#### Provided records:

________

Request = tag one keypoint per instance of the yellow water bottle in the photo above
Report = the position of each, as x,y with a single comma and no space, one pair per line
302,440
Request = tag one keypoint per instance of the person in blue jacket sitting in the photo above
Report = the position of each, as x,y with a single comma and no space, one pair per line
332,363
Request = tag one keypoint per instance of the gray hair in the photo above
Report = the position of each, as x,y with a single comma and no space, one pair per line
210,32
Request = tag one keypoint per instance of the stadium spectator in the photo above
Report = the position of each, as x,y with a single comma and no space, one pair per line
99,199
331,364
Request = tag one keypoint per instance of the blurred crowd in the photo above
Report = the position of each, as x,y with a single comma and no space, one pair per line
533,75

________

#### Your goal:
Reproduce all of the records above word for word.

#### Result for this exercise:
Request = tag one keypoint per instance of the yellow water bottle in the photo above
Report = the position of each, as x,y with a single comma and no space, one pair per line
302,440
Request = tag one keypoint per instance of the person in blue jacket sitting in the photo above
Report = the position of each, as x,y with a single comma and no space, one pair per line
332,363
Request = tag one keypoint per instance of the gray hair in the photo above
Report = the position of each, as x,y with a single comma and no space, one pair per line
210,32
Request = tag one keypoint per instance of the stadium spectator in the photo above
Report = the position of each, as x,y with a single comma and no space, one pair per line
99,199
331,364
Request = tag one keypoint per instance of the blurred crowd in the photo above
Report = the position of each, as x,y with a single comma and no space, one pair per line
533,75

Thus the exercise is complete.